===== The records

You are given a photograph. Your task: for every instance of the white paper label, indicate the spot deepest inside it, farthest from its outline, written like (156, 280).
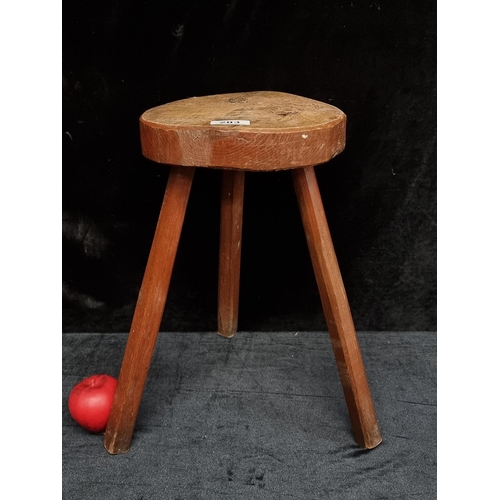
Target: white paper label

==========
===== The records

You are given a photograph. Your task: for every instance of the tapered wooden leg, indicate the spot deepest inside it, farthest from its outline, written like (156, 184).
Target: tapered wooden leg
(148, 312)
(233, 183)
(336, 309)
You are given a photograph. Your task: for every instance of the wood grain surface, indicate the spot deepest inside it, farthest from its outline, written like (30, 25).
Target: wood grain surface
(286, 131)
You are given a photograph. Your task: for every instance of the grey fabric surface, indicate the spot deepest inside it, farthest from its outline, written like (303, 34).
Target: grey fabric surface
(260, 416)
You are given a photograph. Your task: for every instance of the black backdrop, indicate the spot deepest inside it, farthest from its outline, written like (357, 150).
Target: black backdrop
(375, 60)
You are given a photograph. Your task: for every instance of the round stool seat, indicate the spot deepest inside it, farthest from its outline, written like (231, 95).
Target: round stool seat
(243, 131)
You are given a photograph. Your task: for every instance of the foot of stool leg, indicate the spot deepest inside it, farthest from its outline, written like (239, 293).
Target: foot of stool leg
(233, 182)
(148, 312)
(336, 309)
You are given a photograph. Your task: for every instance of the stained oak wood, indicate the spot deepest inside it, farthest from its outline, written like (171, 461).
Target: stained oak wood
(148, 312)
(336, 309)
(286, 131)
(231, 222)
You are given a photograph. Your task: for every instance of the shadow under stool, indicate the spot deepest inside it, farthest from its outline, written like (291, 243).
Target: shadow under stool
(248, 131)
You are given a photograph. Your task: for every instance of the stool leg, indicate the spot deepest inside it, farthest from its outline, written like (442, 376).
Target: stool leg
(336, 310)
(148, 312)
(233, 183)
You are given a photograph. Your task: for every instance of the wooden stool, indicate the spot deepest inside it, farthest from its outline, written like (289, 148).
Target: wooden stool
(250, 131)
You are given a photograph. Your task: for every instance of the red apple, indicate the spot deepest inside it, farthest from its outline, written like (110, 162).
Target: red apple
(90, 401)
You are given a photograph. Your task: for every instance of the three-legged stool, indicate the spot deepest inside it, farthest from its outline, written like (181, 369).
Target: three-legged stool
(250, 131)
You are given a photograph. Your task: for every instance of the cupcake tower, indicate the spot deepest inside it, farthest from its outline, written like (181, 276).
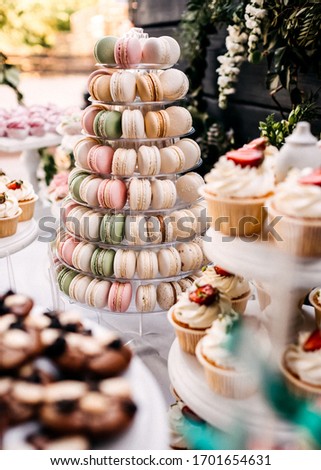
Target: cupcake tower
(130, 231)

==========

--- Task prompt ---
Gather every line above that contains the word "shadow" and list them in their original order.

--- Solution to the exercise ---
You are given a photograph. Your task: for every instance of the shadow under stool, indicate the spot deepest inside it, farthest from its outline, written like (291, 243).
Target: shadow under stool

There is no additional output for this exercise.